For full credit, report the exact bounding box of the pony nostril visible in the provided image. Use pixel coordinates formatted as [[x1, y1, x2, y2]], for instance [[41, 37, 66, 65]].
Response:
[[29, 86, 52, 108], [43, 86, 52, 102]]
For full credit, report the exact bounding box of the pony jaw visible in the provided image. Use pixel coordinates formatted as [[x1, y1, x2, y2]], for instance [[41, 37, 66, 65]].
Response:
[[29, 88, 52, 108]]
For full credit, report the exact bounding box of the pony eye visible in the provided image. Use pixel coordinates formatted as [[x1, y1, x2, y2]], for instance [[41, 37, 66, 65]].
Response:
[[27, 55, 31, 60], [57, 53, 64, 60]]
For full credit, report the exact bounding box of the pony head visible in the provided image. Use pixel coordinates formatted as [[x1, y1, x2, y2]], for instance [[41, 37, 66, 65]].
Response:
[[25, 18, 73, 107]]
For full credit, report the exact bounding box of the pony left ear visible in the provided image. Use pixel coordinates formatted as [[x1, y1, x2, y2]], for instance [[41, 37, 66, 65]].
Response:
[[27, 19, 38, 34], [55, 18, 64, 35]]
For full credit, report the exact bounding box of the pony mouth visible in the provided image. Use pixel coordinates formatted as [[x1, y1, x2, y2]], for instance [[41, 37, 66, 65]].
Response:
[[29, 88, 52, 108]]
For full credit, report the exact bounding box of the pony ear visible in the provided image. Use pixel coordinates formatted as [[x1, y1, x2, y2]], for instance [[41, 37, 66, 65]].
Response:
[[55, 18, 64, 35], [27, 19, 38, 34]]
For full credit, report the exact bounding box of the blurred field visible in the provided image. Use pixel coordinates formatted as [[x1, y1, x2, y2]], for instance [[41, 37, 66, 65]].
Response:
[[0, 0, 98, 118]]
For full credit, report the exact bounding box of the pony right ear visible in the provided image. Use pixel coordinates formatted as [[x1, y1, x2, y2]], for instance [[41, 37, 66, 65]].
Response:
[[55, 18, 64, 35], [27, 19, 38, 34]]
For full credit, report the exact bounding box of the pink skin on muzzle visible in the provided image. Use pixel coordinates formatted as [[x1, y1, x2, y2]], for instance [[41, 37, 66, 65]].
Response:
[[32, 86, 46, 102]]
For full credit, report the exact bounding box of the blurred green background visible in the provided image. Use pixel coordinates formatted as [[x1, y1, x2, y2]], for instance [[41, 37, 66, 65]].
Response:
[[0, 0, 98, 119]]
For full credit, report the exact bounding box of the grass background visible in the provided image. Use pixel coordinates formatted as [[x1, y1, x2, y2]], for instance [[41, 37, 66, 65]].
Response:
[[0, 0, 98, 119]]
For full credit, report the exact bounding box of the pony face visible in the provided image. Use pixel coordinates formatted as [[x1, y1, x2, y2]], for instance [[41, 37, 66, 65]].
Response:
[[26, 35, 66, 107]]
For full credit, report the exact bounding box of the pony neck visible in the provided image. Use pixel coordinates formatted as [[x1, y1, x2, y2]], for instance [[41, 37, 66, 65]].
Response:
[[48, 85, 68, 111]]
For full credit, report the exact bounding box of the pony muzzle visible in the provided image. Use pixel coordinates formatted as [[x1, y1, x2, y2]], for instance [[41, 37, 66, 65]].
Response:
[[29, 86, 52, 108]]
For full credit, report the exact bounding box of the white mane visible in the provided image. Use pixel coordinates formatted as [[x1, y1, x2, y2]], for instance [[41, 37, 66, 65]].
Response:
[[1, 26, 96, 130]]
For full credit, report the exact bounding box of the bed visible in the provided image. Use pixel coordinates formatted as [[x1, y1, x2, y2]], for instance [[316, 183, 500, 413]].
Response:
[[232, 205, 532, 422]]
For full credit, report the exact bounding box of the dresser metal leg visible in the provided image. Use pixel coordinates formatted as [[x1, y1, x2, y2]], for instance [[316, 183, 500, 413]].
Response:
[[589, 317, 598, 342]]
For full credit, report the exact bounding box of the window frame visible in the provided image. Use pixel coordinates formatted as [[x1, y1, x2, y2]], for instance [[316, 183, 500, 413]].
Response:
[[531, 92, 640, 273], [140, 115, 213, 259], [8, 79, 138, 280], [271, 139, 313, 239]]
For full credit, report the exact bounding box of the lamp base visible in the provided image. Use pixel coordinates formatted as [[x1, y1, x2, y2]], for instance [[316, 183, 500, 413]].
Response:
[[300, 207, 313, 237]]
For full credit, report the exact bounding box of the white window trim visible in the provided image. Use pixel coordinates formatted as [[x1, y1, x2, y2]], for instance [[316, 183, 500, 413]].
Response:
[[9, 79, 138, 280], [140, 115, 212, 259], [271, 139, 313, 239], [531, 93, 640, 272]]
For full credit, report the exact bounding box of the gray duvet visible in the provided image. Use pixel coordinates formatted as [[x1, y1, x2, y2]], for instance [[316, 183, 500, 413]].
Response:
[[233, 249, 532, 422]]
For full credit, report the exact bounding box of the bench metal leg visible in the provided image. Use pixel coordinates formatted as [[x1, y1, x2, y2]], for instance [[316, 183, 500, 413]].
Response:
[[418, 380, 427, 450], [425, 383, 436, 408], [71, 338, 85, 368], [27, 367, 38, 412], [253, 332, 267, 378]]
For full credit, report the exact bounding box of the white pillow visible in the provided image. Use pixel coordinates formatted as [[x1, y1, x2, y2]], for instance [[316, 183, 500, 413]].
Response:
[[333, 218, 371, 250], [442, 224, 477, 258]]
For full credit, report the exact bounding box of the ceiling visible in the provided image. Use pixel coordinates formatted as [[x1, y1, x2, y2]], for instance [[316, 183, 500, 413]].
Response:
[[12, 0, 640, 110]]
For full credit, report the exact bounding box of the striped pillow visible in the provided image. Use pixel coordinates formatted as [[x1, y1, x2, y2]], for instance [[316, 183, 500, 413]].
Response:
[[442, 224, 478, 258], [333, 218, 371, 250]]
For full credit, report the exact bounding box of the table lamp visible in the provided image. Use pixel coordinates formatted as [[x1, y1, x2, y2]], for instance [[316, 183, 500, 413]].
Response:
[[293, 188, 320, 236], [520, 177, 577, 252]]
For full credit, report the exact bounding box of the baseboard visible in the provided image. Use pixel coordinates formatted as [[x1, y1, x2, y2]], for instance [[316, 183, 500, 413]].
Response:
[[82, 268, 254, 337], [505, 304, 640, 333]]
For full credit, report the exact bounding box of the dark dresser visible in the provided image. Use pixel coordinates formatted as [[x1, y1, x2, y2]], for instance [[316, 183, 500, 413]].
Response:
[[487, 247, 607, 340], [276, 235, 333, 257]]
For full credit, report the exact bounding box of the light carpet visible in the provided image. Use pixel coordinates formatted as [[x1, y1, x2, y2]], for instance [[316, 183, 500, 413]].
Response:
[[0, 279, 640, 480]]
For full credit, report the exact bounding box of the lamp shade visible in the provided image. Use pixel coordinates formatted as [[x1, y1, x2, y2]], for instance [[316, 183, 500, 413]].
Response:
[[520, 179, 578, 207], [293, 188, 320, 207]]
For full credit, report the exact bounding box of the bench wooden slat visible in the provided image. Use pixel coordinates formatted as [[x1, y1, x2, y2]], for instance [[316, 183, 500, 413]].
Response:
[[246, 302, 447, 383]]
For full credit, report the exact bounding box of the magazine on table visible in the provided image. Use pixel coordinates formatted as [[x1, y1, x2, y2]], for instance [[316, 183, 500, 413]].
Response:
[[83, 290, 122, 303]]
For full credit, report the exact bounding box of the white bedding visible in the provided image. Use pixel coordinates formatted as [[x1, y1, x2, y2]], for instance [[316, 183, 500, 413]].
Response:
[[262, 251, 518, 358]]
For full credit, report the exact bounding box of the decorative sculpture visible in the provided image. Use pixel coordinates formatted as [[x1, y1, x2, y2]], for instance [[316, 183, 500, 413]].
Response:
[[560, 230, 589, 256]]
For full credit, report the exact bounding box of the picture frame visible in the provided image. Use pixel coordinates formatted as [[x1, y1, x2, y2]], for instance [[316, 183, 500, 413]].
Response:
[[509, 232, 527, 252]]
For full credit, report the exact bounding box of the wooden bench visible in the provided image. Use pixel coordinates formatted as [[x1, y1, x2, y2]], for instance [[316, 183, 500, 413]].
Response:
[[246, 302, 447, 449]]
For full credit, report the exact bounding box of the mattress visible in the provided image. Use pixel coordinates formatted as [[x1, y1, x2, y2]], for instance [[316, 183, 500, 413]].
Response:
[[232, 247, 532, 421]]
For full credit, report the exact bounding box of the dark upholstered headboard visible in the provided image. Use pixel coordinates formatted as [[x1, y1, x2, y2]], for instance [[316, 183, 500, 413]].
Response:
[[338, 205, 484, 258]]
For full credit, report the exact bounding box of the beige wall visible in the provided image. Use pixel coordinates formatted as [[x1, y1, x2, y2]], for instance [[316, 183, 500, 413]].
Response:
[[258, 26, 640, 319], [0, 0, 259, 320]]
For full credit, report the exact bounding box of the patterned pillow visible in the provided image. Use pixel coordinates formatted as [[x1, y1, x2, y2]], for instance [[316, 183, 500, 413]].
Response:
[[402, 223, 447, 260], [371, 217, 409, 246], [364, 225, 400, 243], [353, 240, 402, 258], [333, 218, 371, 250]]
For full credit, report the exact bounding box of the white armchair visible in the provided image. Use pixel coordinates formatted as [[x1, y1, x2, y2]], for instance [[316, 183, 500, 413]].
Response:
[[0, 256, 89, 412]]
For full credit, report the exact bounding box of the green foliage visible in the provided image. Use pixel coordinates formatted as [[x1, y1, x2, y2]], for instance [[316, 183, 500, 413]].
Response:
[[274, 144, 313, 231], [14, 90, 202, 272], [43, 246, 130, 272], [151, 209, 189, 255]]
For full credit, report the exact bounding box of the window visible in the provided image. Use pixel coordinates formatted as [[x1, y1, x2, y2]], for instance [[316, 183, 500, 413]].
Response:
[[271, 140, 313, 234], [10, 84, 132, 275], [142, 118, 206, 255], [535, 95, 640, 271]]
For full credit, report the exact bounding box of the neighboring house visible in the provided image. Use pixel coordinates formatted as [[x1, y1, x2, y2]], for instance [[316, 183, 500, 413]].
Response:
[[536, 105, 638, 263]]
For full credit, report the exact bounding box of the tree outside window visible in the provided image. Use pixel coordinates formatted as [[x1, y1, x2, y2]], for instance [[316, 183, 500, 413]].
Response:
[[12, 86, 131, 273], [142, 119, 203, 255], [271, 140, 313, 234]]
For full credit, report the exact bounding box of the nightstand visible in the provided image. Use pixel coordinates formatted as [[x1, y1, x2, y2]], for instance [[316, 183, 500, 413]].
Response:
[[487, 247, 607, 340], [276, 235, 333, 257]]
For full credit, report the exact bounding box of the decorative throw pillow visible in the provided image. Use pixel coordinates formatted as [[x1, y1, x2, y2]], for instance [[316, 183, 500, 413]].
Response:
:::
- EXERCISE DIRECTIONS: Reproduce exactly the lines from the one with "the white armchair" through the end of the entries above, both ends included.

- WRITTEN RESPONSE:
For full credit, report the exact bounding box of the white armchair visible in the provided image. Use pixel coordinates formatted as [[x1, y1, x2, y2]], for instance [[316, 183, 500, 413]].
Response:
[[0, 256, 89, 412]]
For full credit, report the exact bounding box of the green foliage visible in the provided image. Use pixel coordinates formatted as [[x1, y1, x2, y2]], for instance [[316, 183, 500, 413]].
Response:
[[274, 144, 313, 231], [14, 90, 202, 272], [43, 246, 130, 272], [151, 209, 189, 255]]
For full credit, report the exact bounding box of the window visible in the provided image. Use pixel coordinates formatted as [[x1, y1, x2, y2]], for instance [[316, 183, 500, 413]].
Response:
[[271, 140, 313, 234], [10, 84, 132, 275], [142, 118, 206, 255], [535, 95, 640, 271]]
For full credit, report the exact bounding box of the neighboring house visible in the provided image. Use pixel coordinates formatted as [[x1, y1, x2, y2]], for instance [[316, 183, 500, 413]].
Response:
[[536, 105, 638, 263]]
For full credit, report the exact bounding box of the tree outside window visible in the provided image. Use pixel coordinates formatted as [[x1, y1, x2, y2]], for instance [[316, 183, 500, 413]].
Response:
[[12, 86, 131, 273], [142, 119, 203, 255], [271, 140, 313, 234]]
For full credit, report the exact bounding box of the nightstand visible in the provided image. Use pixel coordinates formatted as [[x1, y1, x2, y2]], for instance [[316, 183, 500, 413]].
Response:
[[487, 247, 607, 340], [276, 235, 333, 257]]
For full credit, report the exact bounding box of the decorative throw pillow visible in the provided image. Use pixel coordinates formatted as [[x1, y1, x2, y2]], for instance [[316, 183, 500, 413]].
Response:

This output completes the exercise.